▶ Texto para análise:
━━━

Baixando ao caso sub iudicio, vimos que se provou que em 28-03-2017 a apelante determinou que a apelada passasse a exercer as funções inerentes à categoria profissional de auxiliar de serviços gerais, quando a que lhe correspondia, desde 30-08-013, era a de ajudante de acção directa, o que esta recusou fazer.

Essa ordem resultava, portanto, no exercício exclusivo de funções pela apelada correspondentes a uma categoria conexa com a que lhe correspondia e que, por conseguinte, como atrás referimos, se é verdade que tal lhe podia ser exigido se lhe fosse mantido o exercício maioritário das funções da sua categoria contratada já o mesmo não acontecia com o abandono destas e o exercício exclusivo daquelas, conforme espelham os factos provados enumerados em 9 e 28.

━━━

▶ Dados fornecidos:
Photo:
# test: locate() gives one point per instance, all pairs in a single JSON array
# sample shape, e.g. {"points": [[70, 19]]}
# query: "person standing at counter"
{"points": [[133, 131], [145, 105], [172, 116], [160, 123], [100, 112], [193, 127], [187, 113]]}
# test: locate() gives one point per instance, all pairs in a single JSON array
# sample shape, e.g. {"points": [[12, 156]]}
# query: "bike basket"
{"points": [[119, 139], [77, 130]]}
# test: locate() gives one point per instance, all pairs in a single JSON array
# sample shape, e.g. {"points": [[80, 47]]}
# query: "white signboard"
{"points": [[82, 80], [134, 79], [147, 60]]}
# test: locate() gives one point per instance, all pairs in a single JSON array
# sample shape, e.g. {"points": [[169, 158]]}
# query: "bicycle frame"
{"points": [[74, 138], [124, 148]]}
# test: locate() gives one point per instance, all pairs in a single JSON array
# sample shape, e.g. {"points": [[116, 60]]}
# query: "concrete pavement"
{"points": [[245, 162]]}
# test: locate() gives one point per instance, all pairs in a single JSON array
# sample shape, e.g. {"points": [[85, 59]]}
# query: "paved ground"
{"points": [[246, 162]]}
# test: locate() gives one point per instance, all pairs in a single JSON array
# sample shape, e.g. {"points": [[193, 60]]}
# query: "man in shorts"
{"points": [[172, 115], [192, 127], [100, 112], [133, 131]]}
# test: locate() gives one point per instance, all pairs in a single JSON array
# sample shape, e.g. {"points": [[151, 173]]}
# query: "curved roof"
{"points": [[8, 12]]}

━━━

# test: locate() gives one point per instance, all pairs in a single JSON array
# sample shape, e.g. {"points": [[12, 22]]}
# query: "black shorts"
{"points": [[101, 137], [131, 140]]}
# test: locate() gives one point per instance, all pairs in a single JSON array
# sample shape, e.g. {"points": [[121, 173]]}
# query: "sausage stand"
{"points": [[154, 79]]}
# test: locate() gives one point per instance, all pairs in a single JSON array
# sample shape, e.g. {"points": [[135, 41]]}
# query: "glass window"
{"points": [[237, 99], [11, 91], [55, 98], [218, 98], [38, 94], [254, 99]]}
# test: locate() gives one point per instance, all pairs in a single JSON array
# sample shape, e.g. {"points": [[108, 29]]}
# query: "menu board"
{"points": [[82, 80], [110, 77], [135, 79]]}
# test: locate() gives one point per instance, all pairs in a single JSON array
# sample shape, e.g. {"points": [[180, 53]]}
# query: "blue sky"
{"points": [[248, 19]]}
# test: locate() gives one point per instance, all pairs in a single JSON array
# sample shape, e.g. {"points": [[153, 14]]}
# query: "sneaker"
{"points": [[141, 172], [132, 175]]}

━━━

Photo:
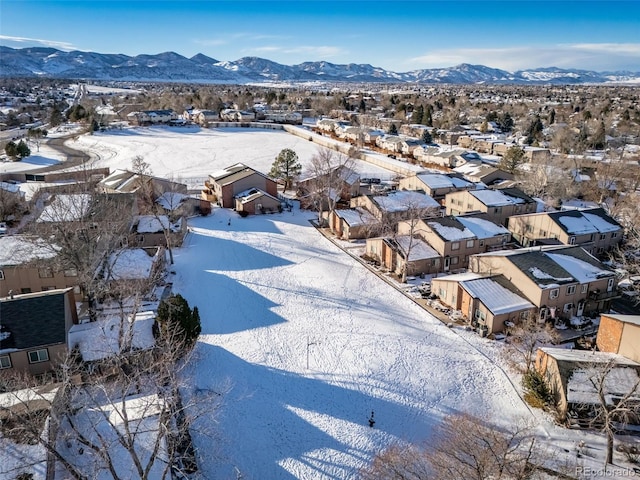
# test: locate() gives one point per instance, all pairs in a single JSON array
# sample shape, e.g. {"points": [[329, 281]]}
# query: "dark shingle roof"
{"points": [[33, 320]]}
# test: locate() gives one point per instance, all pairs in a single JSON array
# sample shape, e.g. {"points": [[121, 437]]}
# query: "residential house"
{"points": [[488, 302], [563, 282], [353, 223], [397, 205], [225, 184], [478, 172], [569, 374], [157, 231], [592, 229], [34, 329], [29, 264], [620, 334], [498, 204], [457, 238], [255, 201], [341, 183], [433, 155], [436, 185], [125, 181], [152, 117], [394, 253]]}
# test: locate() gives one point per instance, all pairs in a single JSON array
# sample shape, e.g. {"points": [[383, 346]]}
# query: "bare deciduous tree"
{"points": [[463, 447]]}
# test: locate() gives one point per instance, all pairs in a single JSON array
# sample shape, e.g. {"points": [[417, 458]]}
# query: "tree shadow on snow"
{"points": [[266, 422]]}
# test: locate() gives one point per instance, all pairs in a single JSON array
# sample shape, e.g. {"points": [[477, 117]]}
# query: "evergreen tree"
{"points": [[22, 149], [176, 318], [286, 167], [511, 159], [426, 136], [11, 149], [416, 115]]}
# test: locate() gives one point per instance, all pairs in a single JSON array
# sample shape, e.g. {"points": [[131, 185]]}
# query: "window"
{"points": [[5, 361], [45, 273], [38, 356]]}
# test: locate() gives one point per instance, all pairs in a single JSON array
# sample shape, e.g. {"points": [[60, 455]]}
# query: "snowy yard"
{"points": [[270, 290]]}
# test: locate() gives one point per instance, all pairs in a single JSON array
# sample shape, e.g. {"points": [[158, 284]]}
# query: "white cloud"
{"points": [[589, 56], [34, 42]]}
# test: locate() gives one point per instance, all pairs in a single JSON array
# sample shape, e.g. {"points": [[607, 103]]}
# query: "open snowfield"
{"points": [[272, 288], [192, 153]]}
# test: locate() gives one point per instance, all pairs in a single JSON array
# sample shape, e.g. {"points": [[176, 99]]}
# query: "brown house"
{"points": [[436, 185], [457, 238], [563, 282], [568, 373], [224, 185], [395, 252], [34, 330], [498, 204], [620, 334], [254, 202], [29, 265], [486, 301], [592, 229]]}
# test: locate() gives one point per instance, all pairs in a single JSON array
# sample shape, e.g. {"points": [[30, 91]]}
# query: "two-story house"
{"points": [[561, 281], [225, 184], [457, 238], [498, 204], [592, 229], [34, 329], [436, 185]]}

━━━

▶ A tarefa: Pode repetir, sem alterar uma palavra, tudo o que vai no texto desde "Baixando ao caso" até "enumerados em 9 e 28."? Os dados nada têm a ver com o texto.

▶ Exercício resolvido:
Baixando ao caso sub iudicio, vimos que se provou que em 28-03-2017 a apelante determinou que a apelada passasse a exercer as funções inerentes à categoria profissional de auxiliar de serviços gerais, quando a que lhe correspondia, desde 30-08-013, era a de ajudante de acção directa, o que esta recusou fazer.

Essa ordem resultava, portanto, no exercício exclusivo de funções pela apelada correspondentes a uma categoria conexa com a que lhe correspondia e que, por conseguinte, como atrás referimos, se é verdade que tal lhe podia ser exigido se lhe fosse mantido o exercício maioritário das funções da sua categoria contratada já o mesmo não acontecia com o abandono destas e o exercício exclusivo daquelas, conforme espelham os factos provados enumerados em 9 e 28.